REQUIRED TASK -> Return all the data, word for word.

DATA FOR PROCESSING ->
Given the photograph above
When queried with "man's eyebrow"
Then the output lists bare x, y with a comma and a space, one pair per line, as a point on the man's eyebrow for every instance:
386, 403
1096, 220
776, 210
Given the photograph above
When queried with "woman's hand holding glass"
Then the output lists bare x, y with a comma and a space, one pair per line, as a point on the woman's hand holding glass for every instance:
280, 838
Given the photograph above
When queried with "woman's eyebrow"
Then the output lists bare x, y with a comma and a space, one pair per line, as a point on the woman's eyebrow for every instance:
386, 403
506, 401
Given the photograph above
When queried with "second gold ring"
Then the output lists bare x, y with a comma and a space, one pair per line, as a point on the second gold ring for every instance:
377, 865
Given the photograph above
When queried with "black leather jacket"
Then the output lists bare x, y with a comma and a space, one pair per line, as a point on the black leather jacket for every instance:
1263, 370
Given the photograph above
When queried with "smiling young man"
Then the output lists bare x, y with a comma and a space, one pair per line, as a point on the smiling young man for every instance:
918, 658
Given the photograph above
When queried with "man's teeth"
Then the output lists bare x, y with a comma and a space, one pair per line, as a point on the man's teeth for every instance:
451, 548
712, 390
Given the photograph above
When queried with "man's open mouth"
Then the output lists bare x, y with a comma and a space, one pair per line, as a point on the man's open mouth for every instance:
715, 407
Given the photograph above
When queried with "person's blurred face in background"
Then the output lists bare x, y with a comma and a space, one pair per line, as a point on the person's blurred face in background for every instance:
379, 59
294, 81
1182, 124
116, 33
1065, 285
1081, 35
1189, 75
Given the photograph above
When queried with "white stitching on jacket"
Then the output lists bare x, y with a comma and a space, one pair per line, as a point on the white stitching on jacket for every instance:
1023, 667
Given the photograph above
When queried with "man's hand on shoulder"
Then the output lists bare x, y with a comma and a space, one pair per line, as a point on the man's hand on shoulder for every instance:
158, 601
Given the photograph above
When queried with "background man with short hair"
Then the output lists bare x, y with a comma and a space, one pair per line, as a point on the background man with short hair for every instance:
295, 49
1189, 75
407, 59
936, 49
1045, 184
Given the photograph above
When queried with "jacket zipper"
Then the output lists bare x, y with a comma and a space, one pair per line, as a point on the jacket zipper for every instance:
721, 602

CORRECT ANSWER ->
Given the photograph above
When queried with "man's eyebrow"
Then the output lists bare x, y with a comma and a space, one pair per line, as a point on the man's eyebrow for every instance:
386, 403
1096, 220
776, 210
Given the photograph above
When queried with "woman's hand holding glass"
Then the output lists bare x, y with a comma and a space, one pair per line, as a point on the woman's hand holding glass for every instance:
280, 838
Given the photograph above
When queried with "woman's eyebrow"
Then the output lists bare x, y with a comma and a space, one pair per line, as a point on the woman's eyebrow for every instance:
386, 403
506, 401
Given the photograph above
When queried with "second gold ring"
Then the output lists bare x, y with a comma and a space, one pair per line, as a point on the second gold ring for every instance:
377, 865
Given the photograph above
When queried with "black leather jacket"
Then the output lists bare x, y with a comma and a space, one pair per line, as a point on the black leather jacket for every instance:
1263, 370
Given the photograph above
When queried with "smiling young man"
Then the output lists bare x, y with a comma and a space, one pair per line, as a point on the smiling young man for every instance:
918, 658
Given the photograph above
When queried with "man's teeth"
Then the output lists bare x, y with a comma and a space, one pair per line, as a point on the man's teeth for every instance:
451, 548
712, 390
Given the photograph above
When queried with "man's open mouth"
Then the output lists bare x, y with a comma and a space, one pair per line, as a point on the man's open mouth for every instance:
715, 407
Given the photograph above
When queried with "person's blurred face in background"
Then the output lists bare x, y with a comma and a space, one pair per line, as a point on the person's blurred face in background for every instance:
379, 59
294, 81
1182, 124
116, 33
1065, 285
1081, 35
1189, 75
Given the photograph above
When queried with "white stitching on jacket"
Then the output lists bare x, y with a comma and a space, one pair per line, as a point on the white stitching on jacket for every instance:
1023, 667
Given the photograph above
When queried with "man's hand on shoulder"
Then the output lists bare x, y with a comma and a space, one pair per line, as a point on the man's hand on shoulder for every instance:
158, 601
Given the photograph above
When queried with "background man with short hair"
Then the output lists bare x, y with a comma and a space, one pair per line, as a point on the background man with short hair for every instance:
295, 49
1189, 75
407, 59
936, 49
1045, 184
Given the photograph above
When queried with "jacket zipper"
Then the output lists bare x, y with a comma and a space, one pair per line, as a point on the jacket zipper for every instance:
721, 602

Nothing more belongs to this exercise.